▶ Required work
Go through the listing and copy every line word for word.
┌─ Data records
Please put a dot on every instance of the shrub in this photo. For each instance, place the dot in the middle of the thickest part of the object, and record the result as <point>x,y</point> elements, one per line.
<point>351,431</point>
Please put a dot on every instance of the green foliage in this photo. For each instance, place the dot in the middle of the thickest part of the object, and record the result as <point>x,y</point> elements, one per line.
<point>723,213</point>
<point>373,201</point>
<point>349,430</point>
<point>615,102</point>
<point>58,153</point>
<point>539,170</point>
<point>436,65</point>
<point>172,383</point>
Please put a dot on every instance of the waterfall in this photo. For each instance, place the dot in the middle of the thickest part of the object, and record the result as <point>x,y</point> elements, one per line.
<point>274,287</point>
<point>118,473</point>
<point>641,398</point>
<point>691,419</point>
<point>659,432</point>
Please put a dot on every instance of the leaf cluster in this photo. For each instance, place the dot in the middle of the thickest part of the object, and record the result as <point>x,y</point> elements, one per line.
└─
▶ Solution for this task
Please put a dot on every instance of the shrub in this photo. For each instance, place the dot in the middle of the thickest part of the object, and record the result as <point>x,y</point> elements, one per line.
<point>351,431</point>
Please put a dot on every instance of the green foliage in this photo. For each instance, place the dot in the middle of the thickest part of the object, and record the result as <point>x,y</point> elements, one per line.
<point>723,213</point>
<point>373,201</point>
<point>349,430</point>
<point>615,102</point>
<point>58,153</point>
<point>539,170</point>
<point>436,65</point>
<point>172,383</point>
Please put a dot on every instance of the waterfall in this photo. For each instance, place the dot in the middle of the thickest part of the object, and record the result as <point>x,y</point> elements, one per line.
<point>274,287</point>
<point>118,473</point>
<point>641,398</point>
<point>691,419</point>
<point>659,432</point>
Please put a dot on every instance of the leaf cluster in this photo. For each instance, place the dot in the middle of the thickest part of the object, and record the result as <point>x,y</point> elements, one per line.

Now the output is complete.